Quoted passage:
---+---

He said a prayer, he swung, he succeeded.
Pollard, Chris Gayle, Andre Russell, Dwayne Bravo, dubbed the Fab Four by one-time Wired868 reporter Roneil Walcott, as well as Pollard’s vice-captain Nicholas Pooran and Shimron Hetmyer have also subsequently swung and succeeded, though not quite so spectacularly.
But what WI have ignored to our cost is that they, like Brathwaite, have also swung many, many more times without success.
Brathwaite’s record in T20s tells the story—at least in part.
It is true he has scored almost 60% of his runs in boundaries, 13 fours and 22 sixes. But his aggregate, in 27 innings, is a paltry 310 runs, yielding an average of 14.76, flattering because of his six not outs.
No fewer than 13 times, he failed to get to double figures and, apart from the unbeaten 34 he made in that famous 2016 game, he has reached 20 on only three occasions, another 34 not out, a 37 and a 21.
Hardly a special talent.
I suspect that most of the members of the team in the UAE have no idea at all of CB’s poor record.
I wonder what Pollard and Pooran would say if they were presented with the data above and this chronological list of CB’s single-digit scores: 1, 1, 0, 8, 8*, 2, 5, 4, 7, 8, 0, 0, 9.
Wanna bet they’re surprised?
I distinctly remember a session in which skipper Pollard disclosed that the night before the team had watched the film of Brathwaite’s destruction of Stokes in India. It had given them, he said, ‘goosebumps’.
It had also arguably reinforced the erroneous idea they all have that power-hitting has been the West Indies salvation. But there are other data to suggest that the much ballyhooed six-hitting has not exactly been the success it’s cracked up—largely by spokesmen for Pollard’s team—to be.
WI have played a total of 148 T20 matches, of which nine have yielded no result. Of the remaining 139, they have lost more (74) than they have won (65).
Of the 68 games WI have played since the 2016 final, the record shows six no-results with 25 won and 37 lost.
Of the 35 games played since September 2019 when Pollard was elevated to the helm, 13 have been won and 13 lost, with five no-results.

---+---

Data lines:
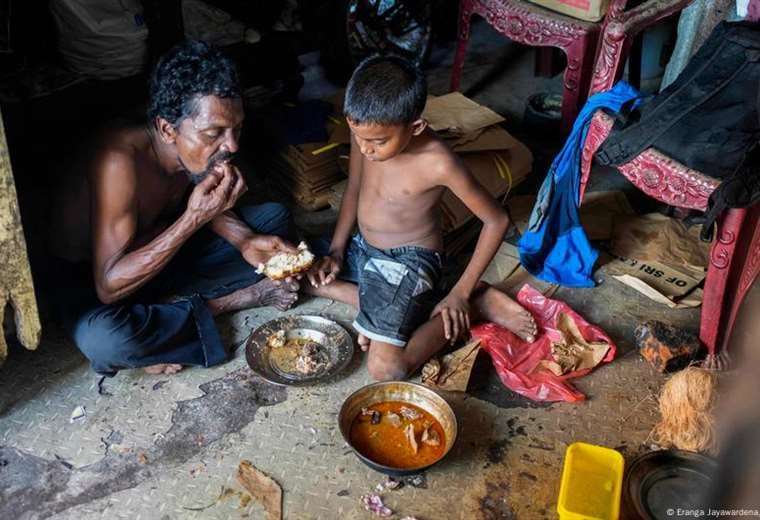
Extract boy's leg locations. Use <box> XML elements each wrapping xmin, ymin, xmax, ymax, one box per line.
<box><xmin>470</xmin><ymin>282</ymin><xmax>537</xmax><ymax>343</ymax></box>
<box><xmin>301</xmin><ymin>278</ymin><xmax>359</xmax><ymax>309</ymax></box>
<box><xmin>367</xmin><ymin>316</ymin><xmax>448</xmax><ymax>381</ymax></box>
<box><xmin>367</xmin><ymin>284</ymin><xmax>537</xmax><ymax>381</ymax></box>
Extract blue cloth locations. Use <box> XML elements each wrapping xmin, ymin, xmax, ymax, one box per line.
<box><xmin>518</xmin><ymin>81</ymin><xmax>641</xmax><ymax>287</ymax></box>
<box><xmin>48</xmin><ymin>203</ymin><xmax>290</xmax><ymax>376</ymax></box>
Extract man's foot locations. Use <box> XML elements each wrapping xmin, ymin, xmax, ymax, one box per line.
<box><xmin>473</xmin><ymin>286</ymin><xmax>537</xmax><ymax>343</ymax></box>
<box><xmin>143</xmin><ymin>363</ymin><xmax>182</xmax><ymax>375</ymax></box>
<box><xmin>208</xmin><ymin>278</ymin><xmax>298</xmax><ymax>316</ymax></box>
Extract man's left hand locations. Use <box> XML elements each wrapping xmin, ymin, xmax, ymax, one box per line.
<box><xmin>240</xmin><ymin>235</ymin><xmax>301</xmax><ymax>282</ymax></box>
<box><xmin>430</xmin><ymin>291</ymin><xmax>470</xmax><ymax>345</ymax></box>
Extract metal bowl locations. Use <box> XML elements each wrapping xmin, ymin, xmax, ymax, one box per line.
<box><xmin>338</xmin><ymin>381</ymin><xmax>457</xmax><ymax>476</ymax></box>
<box><xmin>245</xmin><ymin>314</ymin><xmax>354</xmax><ymax>386</ymax></box>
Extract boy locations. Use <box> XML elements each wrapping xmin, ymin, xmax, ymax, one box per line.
<box><xmin>308</xmin><ymin>56</ymin><xmax>536</xmax><ymax>380</ymax></box>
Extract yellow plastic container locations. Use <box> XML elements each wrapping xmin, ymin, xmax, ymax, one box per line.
<box><xmin>557</xmin><ymin>442</ymin><xmax>625</xmax><ymax>520</ymax></box>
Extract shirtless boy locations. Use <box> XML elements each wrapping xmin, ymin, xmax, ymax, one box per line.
<box><xmin>308</xmin><ymin>56</ymin><xmax>536</xmax><ymax>380</ymax></box>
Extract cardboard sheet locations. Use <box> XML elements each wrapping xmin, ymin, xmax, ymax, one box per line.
<box><xmin>422</xmin><ymin>92</ymin><xmax>504</xmax><ymax>136</ymax></box>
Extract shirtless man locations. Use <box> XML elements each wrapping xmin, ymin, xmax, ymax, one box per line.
<box><xmin>309</xmin><ymin>57</ymin><xmax>536</xmax><ymax>380</ymax></box>
<box><xmin>50</xmin><ymin>41</ymin><xmax>297</xmax><ymax>375</ymax></box>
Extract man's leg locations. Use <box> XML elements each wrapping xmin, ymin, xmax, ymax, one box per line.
<box><xmin>70</xmin><ymin>296</ymin><xmax>228</xmax><ymax>375</ymax></box>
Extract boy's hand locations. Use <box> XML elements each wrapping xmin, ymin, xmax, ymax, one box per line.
<box><xmin>306</xmin><ymin>255</ymin><xmax>343</xmax><ymax>287</ymax></box>
<box><xmin>430</xmin><ymin>291</ymin><xmax>470</xmax><ymax>345</ymax></box>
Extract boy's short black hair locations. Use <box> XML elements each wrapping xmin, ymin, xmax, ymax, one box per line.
<box><xmin>343</xmin><ymin>55</ymin><xmax>427</xmax><ymax>125</ymax></box>
<box><xmin>148</xmin><ymin>40</ymin><xmax>240</xmax><ymax>127</ymax></box>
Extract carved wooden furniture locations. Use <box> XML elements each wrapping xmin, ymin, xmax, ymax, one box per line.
<box><xmin>590</xmin><ymin>0</ymin><xmax>694</xmax><ymax>94</ymax></box>
<box><xmin>451</xmin><ymin>0</ymin><xmax>627</xmax><ymax>134</ymax></box>
<box><xmin>0</xmin><ymin>107</ymin><xmax>41</xmax><ymax>365</ymax></box>
<box><xmin>580</xmin><ymin>0</ymin><xmax>760</xmax><ymax>369</ymax></box>
<box><xmin>580</xmin><ymin>111</ymin><xmax>760</xmax><ymax>369</ymax></box>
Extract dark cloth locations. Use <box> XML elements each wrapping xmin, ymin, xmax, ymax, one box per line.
<box><xmin>595</xmin><ymin>22</ymin><xmax>760</xmax><ymax>178</ymax></box>
<box><xmin>51</xmin><ymin>203</ymin><xmax>290</xmax><ymax>375</ymax></box>
<box><xmin>341</xmin><ymin>234</ymin><xmax>444</xmax><ymax>347</ymax></box>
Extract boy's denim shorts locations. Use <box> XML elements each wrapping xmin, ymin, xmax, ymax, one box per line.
<box><xmin>340</xmin><ymin>233</ymin><xmax>444</xmax><ymax>347</ymax></box>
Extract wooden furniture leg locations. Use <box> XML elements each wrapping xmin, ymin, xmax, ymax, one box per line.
<box><xmin>451</xmin><ymin>0</ymin><xmax>474</xmax><ymax>92</ymax></box>
<box><xmin>562</xmin><ymin>32</ymin><xmax>598</xmax><ymax>135</ymax></box>
<box><xmin>0</xmin><ymin>109</ymin><xmax>41</xmax><ymax>365</ymax></box>
<box><xmin>700</xmin><ymin>204</ymin><xmax>760</xmax><ymax>370</ymax></box>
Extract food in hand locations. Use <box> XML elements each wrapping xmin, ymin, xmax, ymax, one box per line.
<box><xmin>256</xmin><ymin>242</ymin><xmax>314</xmax><ymax>280</ymax></box>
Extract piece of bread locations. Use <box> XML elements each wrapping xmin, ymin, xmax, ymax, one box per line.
<box><xmin>256</xmin><ymin>242</ymin><xmax>314</xmax><ymax>280</ymax></box>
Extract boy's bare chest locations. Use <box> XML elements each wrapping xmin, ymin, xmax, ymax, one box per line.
<box><xmin>361</xmin><ymin>162</ymin><xmax>439</xmax><ymax>206</ymax></box>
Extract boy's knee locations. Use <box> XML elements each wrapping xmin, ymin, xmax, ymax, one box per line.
<box><xmin>367</xmin><ymin>351</ymin><xmax>409</xmax><ymax>381</ymax></box>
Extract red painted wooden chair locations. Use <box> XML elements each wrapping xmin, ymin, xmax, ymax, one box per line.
<box><xmin>580</xmin><ymin>4</ymin><xmax>760</xmax><ymax>369</ymax></box>
<box><xmin>451</xmin><ymin>0</ymin><xmax>627</xmax><ymax>135</ymax></box>
<box><xmin>451</xmin><ymin>0</ymin><xmax>704</xmax><ymax>135</ymax></box>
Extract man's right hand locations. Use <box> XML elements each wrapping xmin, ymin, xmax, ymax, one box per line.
<box><xmin>187</xmin><ymin>164</ymin><xmax>248</xmax><ymax>224</ymax></box>
<box><xmin>306</xmin><ymin>255</ymin><xmax>343</xmax><ymax>287</ymax></box>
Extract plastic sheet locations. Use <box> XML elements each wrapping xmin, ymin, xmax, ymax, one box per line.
<box><xmin>472</xmin><ymin>284</ymin><xmax>616</xmax><ymax>402</ymax></box>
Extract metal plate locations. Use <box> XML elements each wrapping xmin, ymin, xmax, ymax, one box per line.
<box><xmin>245</xmin><ymin>315</ymin><xmax>354</xmax><ymax>386</ymax></box>
<box><xmin>623</xmin><ymin>450</ymin><xmax>716</xmax><ymax>520</ymax></box>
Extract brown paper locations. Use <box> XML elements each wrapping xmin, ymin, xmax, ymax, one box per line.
<box><xmin>579</xmin><ymin>191</ymin><xmax>633</xmax><ymax>240</ymax></box>
<box><xmin>441</xmin><ymin>149</ymin><xmax>533</xmax><ymax>231</ymax></box>
<box><xmin>422</xmin><ymin>340</ymin><xmax>480</xmax><ymax>392</ymax></box>
<box><xmin>612</xmin><ymin>213</ymin><xmax>710</xmax><ymax>268</ymax></box>
<box><xmin>237</xmin><ymin>460</ymin><xmax>282</xmax><ymax>520</ymax></box>
<box><xmin>450</xmin><ymin>125</ymin><xmax>525</xmax><ymax>153</ymax></box>
<box><xmin>604</xmin><ymin>258</ymin><xmax>705</xmax><ymax>309</ymax></box>
<box><xmin>422</xmin><ymin>92</ymin><xmax>504</xmax><ymax>136</ymax></box>
<box><xmin>539</xmin><ymin>313</ymin><xmax>610</xmax><ymax>376</ymax></box>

---+---

Goal 1: Gather every line of the records that contains the word "shirtless", and copy each one unchanged.
Goal 2: Proceed with the commentary on West Indies T20 cricket, picking up right after its final sentence.

Expected answer 1:
Extract shirtless boy locations. Use <box> XML elements each wrapping xmin, ymin, xmax, ymax, one box per line.
Extract shirtless man locations. Use <box> XML elements each wrapping xmin, ymin, xmax, ymax, one box per line.

Expected answer 2:
My instincts tell me that Roger Harper and the selectors too are largely unaware of the reality. They know about CB’s 22 sixes; they are ignorant, I suspect, of the almost 50% of scores under ten.
In that same media conference cited above, skipper Pollard repeated the phrase ‘working tirelessly’ half a dozen times.
This question, I submit, arises: on what were they working tirelessly? On taking singles and rotating the strike? Surely not. Because, save for Hetmyer occasionally—including at the start of his unbeaten, face-saving 81 against Sri Lanka—there is NO evidence of any improvement in that area.
Indeed, the second half of Hetmyer’s innings saw him successfully revert to type in a vain effort to salvage something for his side.
But in the same Sri Lanka game, Roston Chase, the man whose studied adaptation of his Test technique to meet the demands of the limited overs game had earned him a place on the squad and eventually on the starting team, abandoned the calm solidity that has characterised his T20 approach in favour of a frenzied, frantic flaying at the ball that cost him his wicket, albeit to an excellent catch.
So working tirelessly? To ensure, like a chameleon, that he looks like all those around him and does not stick out like top-heavy float in a Peter Minshall band?
With the Brathwaite example in the front of our minds, we worked tirelessly against ourselves.
And now we have an extra week off to relax.
Who can truthfully say we do not deserve it?